ESTRATTO DEL DOCUMENTO:

----

5.2 Nel caso di specie, tuttavia, la Corte distrettuale non ha valorizzato, al fine di escludere il diritto dell’appellante a ricevere un assegno di mantenimento, solo il fatto che non vi era stata un’effettiva convivenza tra i coniugi, dato che la Sp.Ma. dopo quattro mesi era tornata a vivere a Pisa, ma anche la circostanza che fra i coniugi non si era mai instaurata una vera communio omnis vitae, né vi era stata condivisione del menage familiare.

In presenza di una simile situazione di fatto i giudici distrettuali hanno negato la possibilità di riconoscere un assegno di divorzio, in coerenza con la giurisprudenza di questa Corte secondo cui “[…] nell’ipotesi di durata particolarmente breve del matrimonio, in cui non si è ancora realizzata, al momento della separazione, alcuna comunione materiale e spirituale tra i coniugi, attesa la insussistenza di condivisione di vita e, dunque, la mancata instaurazione di un vero rapporto affettivo qualificabile come affectio coniugalis, non può essere riconosciuto il diritto al mantenimento” (Cass. 402/2018); dunque, “se è vero che la breve durata del matrimonio non esclude di per sé il diritto all’assegno, tuttavia la mancata instaurazione di una comunione materiale e spirituale fra i coniugi può costituire una causa di esclusione” (Cass. 16737/2018; nello stesso senso, da ultimo, Cass. 20507/2024).

5.3 Questo collegio condivide questo principio, a cui intende dare continuità.

Non vi è dubbio che il matrimonio-atto costituisca un negozio che produce la costituzione di un rapporto matrimoniale comportante una serie di reciproci diritti e doveri fra i coniugi, in cui è ricompreso l’obbligo di assistenza materiale previsto dall’art. 143, comma 2, cod. civ.

Ciò nondimeno, il fine essenziale del matrimonio è la costituzione di una comunione di vita “spirituale e materiale”, come è possibile ricavare, indirettamente, dal tenore dell’art. 1 L. 898/1970, secondo cui il giudice pronuncia lo scioglimento del matrimonio “quando accerta che la comunione spirituale e materiale tra i coniugi non può essere mantenuta o ricostituita”.

Questa comunione di vita costituisce un fatto, consistente nell’effettiva attuazione del rapporto matrimoniale attraverso la convivenza e l’osservanza degli altri doveri di solidarietà coniugale, che si realizza non certo automaticamente per effetto della legge, ma solo grazie alla condotta e al contributo dei coniugi.

----

ATTIVITÀ DA SVOLGERE:
• a. Nel brano sulla comunione di vita tra coniugi, quale norma prevede l'obbligo di assistenza materiale fra i coniugi?
• b. Prosegui il brano sulla comunione di vita tra coniugi a partire dalla sua ultima frase.
I dati sono materiale a sé, distinto dal brano sulla comunione di vita tra coniugi.

DATI DISPONIBILI:

----

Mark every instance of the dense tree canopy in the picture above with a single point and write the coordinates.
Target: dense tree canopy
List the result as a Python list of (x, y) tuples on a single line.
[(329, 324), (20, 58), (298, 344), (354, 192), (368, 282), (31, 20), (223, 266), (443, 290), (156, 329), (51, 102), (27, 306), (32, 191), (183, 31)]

----

RISPOSTE PER ATTIVITÀ:
• a. L'art. 143, comma 2, cod. civ.

• b.
È nell’ambito di questa comunione di vita che l’obbligo di assistenza materiale si attualizza, giacché, in sua assenza, difetterebbe il contesto all’interno del quale l’assistenza (che è attività continuativa protratta nel tempo) assume una sua concretezza.

Ora, se nessuna comunione di vita vi è mai stata, l’obbligo di assistenza non ha mai avuto il naturale ambito dove avverarsi e non può conseguire, per la prima volta, a una statuizione di separazione nel cui contesto il diritto al mantenimento a favore del coniuge separato trova il suo fondamento nella permanenza del vincolo coniugale e nel dovere di assicurare continuità all’assistenza materiale già realizzatasi, in precedenza, tra i coniugi>>.

Assegno di mantenimento da separazione

Cass. sez. I, 17/03/2025 n. 7.123, rel. Caprioli:

<<Com’è noto, l’art. 156, comma 1, c.c., dispone che “Il giudice, pronunziando la separazione, stabilisce a vantaggio del coniuge cui non sia addebitabile la separazione il diritto di ricevere dall’altro coniuge quanto è necessario al suo mantenimento, qualora egli non abbia adeguati redditi propri”.

Ciò che rileva, ai fini della determinazione dell’assegno in questione è l’accertamento del tenore di vita condotto dalle parti quando vivevano insieme, da rapportare alle condizioni reddituali e patrimoniali esistenti al momento della separazione.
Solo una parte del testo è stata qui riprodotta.